(SOURCE RECORDS begins)

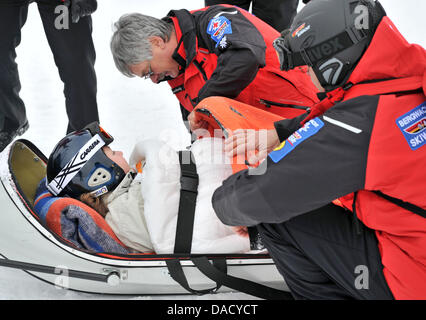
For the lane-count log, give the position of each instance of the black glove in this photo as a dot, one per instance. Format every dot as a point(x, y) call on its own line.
point(81, 8)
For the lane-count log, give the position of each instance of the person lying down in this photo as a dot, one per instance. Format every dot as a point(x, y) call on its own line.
point(142, 209)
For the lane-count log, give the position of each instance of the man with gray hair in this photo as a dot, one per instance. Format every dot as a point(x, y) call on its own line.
point(221, 50)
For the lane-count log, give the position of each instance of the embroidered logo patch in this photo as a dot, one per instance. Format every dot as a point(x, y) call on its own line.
point(218, 27)
point(413, 126)
point(307, 131)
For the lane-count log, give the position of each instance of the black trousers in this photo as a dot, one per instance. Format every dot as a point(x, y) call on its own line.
point(321, 256)
point(277, 13)
point(74, 56)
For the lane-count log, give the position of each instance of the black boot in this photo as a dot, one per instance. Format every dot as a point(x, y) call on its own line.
point(7, 136)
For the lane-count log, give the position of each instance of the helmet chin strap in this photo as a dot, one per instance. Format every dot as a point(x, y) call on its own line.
point(75, 165)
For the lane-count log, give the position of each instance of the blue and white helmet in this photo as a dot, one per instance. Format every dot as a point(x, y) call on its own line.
point(78, 164)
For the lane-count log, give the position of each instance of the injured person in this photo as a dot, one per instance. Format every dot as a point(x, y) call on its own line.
point(142, 209)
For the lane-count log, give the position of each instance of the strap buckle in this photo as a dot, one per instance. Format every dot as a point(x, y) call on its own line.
point(189, 181)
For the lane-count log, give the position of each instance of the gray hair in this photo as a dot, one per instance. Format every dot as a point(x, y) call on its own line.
point(130, 43)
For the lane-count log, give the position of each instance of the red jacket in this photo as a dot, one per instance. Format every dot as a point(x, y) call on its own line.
point(239, 64)
point(396, 158)
point(372, 144)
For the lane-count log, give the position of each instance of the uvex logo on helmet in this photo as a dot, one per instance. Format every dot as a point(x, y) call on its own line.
point(301, 30)
point(325, 49)
point(89, 149)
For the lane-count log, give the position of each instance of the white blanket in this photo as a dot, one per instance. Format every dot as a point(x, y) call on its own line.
point(161, 193)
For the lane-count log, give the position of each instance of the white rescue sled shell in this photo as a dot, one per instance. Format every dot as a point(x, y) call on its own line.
point(26, 244)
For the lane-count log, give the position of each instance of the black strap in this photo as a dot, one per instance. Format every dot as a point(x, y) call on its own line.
point(242, 285)
point(405, 205)
point(218, 273)
point(187, 202)
point(176, 272)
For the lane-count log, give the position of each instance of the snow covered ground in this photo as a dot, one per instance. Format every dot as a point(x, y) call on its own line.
point(130, 109)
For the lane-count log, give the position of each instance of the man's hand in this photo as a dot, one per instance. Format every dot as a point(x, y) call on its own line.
point(81, 8)
point(196, 122)
point(243, 141)
point(241, 231)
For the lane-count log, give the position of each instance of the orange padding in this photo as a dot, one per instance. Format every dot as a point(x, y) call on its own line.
point(228, 115)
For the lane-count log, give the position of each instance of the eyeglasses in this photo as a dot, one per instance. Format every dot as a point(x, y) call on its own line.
point(149, 74)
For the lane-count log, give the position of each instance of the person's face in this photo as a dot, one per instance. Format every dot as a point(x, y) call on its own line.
point(161, 65)
point(118, 158)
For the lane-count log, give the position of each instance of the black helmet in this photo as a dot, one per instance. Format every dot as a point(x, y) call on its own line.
point(78, 164)
point(330, 36)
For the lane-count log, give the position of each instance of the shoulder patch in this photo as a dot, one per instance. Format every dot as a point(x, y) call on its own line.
point(413, 126)
point(218, 27)
point(308, 130)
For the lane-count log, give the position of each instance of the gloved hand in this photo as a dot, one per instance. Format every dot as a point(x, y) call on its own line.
point(80, 8)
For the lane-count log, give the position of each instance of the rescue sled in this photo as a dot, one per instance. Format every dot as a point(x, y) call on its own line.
point(28, 245)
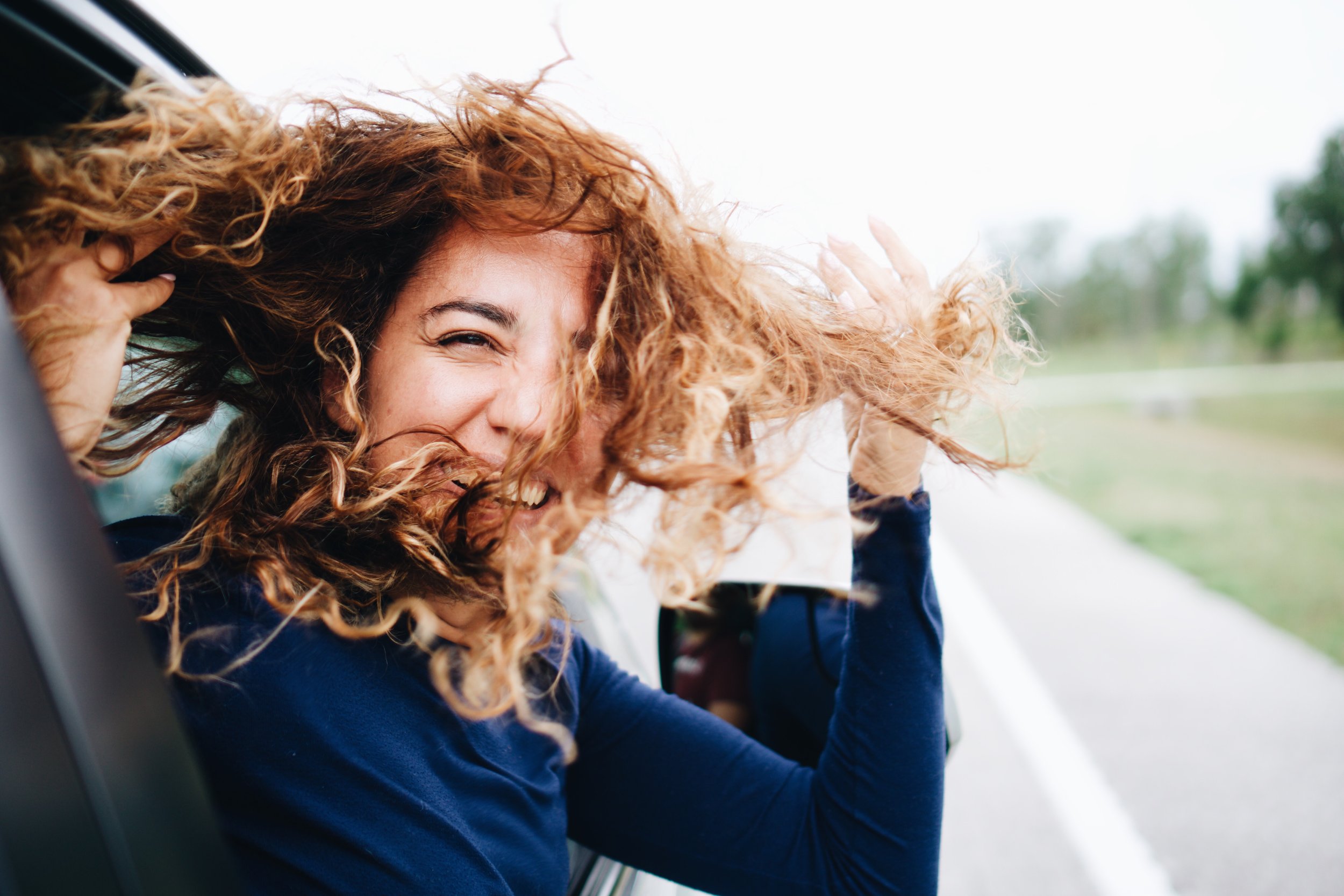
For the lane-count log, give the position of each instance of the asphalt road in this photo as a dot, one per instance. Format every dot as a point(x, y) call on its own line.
point(1213, 741)
point(1127, 733)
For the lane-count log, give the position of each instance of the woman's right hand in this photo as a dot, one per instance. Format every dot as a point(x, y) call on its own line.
point(77, 323)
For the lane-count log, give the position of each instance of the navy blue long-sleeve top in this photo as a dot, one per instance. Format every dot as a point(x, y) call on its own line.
point(335, 766)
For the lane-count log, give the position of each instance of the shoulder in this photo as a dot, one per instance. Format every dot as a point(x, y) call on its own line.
point(139, 536)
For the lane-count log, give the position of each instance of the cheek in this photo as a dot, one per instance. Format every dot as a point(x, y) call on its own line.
point(414, 393)
point(587, 448)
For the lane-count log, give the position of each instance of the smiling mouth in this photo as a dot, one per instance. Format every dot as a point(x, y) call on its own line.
point(528, 496)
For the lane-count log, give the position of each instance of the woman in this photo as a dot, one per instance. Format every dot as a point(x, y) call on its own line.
point(449, 345)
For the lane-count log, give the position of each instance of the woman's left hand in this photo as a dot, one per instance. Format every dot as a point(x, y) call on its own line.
point(885, 458)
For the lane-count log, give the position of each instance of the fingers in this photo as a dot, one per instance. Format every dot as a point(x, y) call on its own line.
point(912, 272)
point(877, 280)
point(146, 296)
point(115, 259)
point(839, 280)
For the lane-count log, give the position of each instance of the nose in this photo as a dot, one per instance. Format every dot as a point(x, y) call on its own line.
point(525, 402)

(SOURCE RECORDS ends)

THE TASK> The entries are to be written out again exactly, without their pictures.

OUTPUT>
For the lane-count log, give the position of each instance of the black glove in this photo as a dot, one per instance. Format every dot as a point(x, y) call on its own line.
point(81, 8)
For the lane-count log, give the position of each instance of the person lying down in this photo as a dot, one per instance. Format every dot as a point(x, y) call on its own line.
point(142, 209)
For the lane-count log, give the position of each instance of the man with gray hair in this photo as a dot, one per instance. Format every dot as a point(x, y) call on its own line.
point(221, 50)
For the lane-count log, give the position of each instance of the embroidered logo patch in this photo as a dot, one per instance. Format every dot as a point(x, y) call on its own line.
point(218, 27)
point(413, 126)
point(307, 131)
For the lane-count log, give the position of each instance of the black trousers in this photo as a dot, one per instance. Format every dot as a point(x, y) call on its own line.
point(321, 256)
point(277, 13)
point(74, 56)
For the lane-count log, give the position of each instance of the black boot in this photo as a dot, one per instance. Format every dot as a point(x, y) call on its own line.
point(7, 136)
For the lane-count log, give the position of each instance of the helmet chin strap in this photo as a dot, one per instance. Format every dot as a point(x, y) call on its own line.
point(75, 165)
For the lane-count log, give the position of each instance of the blue and white helmet in this photo as a dot, one per instance. Format every dot as a point(x, y) call on its own line.
point(78, 164)
For the lane-count log, give the position of each instance of the injured person in this photo as a dot, one per instance. Format every dot as a point(x, y) call on its own line.
point(142, 209)
For the lane-count log, give the position of each instance of the strap buckle in this photo as a dot, one per instance. Format every dot as a point(x, y) call on its own line.
point(189, 181)
For the lane-count log, give the position of each instance of the gray hair in this photo as a dot, one per instance. Format every dot as a point(x, y) call on its own line.
point(130, 43)
For the lane-count log, give the position of each instance of the red jacket in this photo as a dot, one per instance. Format every dot as a point(x, y) call on its own line.
point(239, 64)
point(396, 158)
point(372, 144)
For the lane-count log, give the position of each instance of the uvex logo on helmet in this photo as a dot, one per instance. Format every dot as a point(x, y) call on its own line.
point(301, 30)
point(325, 49)
point(89, 149)
For the lane-count log, give the position of each instance of the white blanket in this photo as a dot, one per instance. Format every dot as a point(x, y) call on its own line.
point(161, 193)
For the lane-count log, give the position of each instance of the white rescue sled shell in this photo as a dot, one per instance. Format every dot as a point(x, y) call on its own line.
point(26, 244)
For the lane-count log, give the position of each instance of the black strap in this photo as a dot, one per instance. Format every dot as a point(x, y) call on its own line.
point(242, 285)
point(405, 205)
point(218, 273)
point(187, 202)
point(176, 272)
For the lane-count log, give the position of each instance of the snow covered ground in this photo as a dot, one per instance. Format every dot as a point(x, y) call on its own line.
point(130, 109)
For the lane-count log, give the position of each instance of the man's hand in this photo as a dot, one per instance. Format every dot as a point(x, y) call on its own line.
point(81, 8)
point(196, 122)
point(243, 141)
point(241, 231)
For the lane-count log, give the position of each instance of the orange padding in this photo as a dot, one per instance. Format every dot as a point(x, y) call on its own line.
point(228, 115)
For the lane-count log, give the position of each instance of the eyeglasses in this photo as a dot, one per instance. Format every dot as a point(x, y) call on its own line.
point(149, 74)
For the lane-count log, give the position of each instance of the person's face in this photo as a dot, one per instance. Format every dot as a point(x, y) call on its own line.
point(161, 65)
point(118, 158)
For the lane-count log, give the position of each instance of the black helmet in this photo as a dot, one per instance. Format every dot as a point(x, y) call on its own line.
point(78, 164)
point(330, 36)
For the lane-count log, give the position of each instance of the shoulder patch in this photo as a dot, one per instance. Format every dot as a point(x, y) call on its own line.
point(413, 126)
point(218, 27)
point(308, 130)
For the lane-count log, give the position of each instance of the gloved hand in this photo as a dot, one per instance. Format every dot as a point(x, y) call on its own line.
point(80, 8)
For the lane-count log, give the position of each instance of the rescue sled in this photo as a dot, one per instance. Format every dot as a point(x, y) call on its own line.
point(28, 245)
For the lane-count log, give the position of each instance of the asphalt road in this photo as a dot, one per instance. Format every dot as a point(x, y) call on its own line.
point(1213, 741)
point(1127, 733)
For the lane-count log, give the position of each instance of the woman's right hand in this photo as a dot, one per instance. Format every dot as a point(x, y) call on its own line.
point(77, 323)
For the lane-count log, give the position of each instance of the navy blue long-sleeve top in this photo as a dot, one per instance. Format every dot as a point(x, y) call on its own line.
point(335, 766)
For the lane-count log, give the position of each instance of the shoulder in this photo as a dot, one per instance. Format every dot as a point(x, y) call on its own line.
point(139, 536)
For the lane-count log, give the position of each instance of the cheek in this photo as a dot, one per instance. Format every dot as a point(x, y) call on its own line.
point(414, 393)
point(587, 448)
For the lane-count log, give the position of each instance of the smiling mouth in this photo as a dot, one per instance. Format every dot as a point(x, y) call on its own line.
point(528, 496)
For the lane-count log, give the position of each instance of the woman in this photo as a dot, one per instance. Format every dot as a point(x, y) call on its own line.
point(449, 345)
For the lane-count log, give the position of each instance of the woman's left hand in this photo as a dot, one per instance. Format every dot as a point(x, y) call on its own line.
point(885, 458)
For the lane-count log, give the position of each instance of the fingers in this photo as a dot, one per instance. Format every dot as a point(x, y) call on its own line.
point(912, 272)
point(877, 280)
point(146, 296)
point(115, 259)
point(839, 280)
For the lane-count log, give the position of each instance of the nose in this photo as a dot, one per instance. Format every dot as a point(x, y) call on its own line.
point(525, 402)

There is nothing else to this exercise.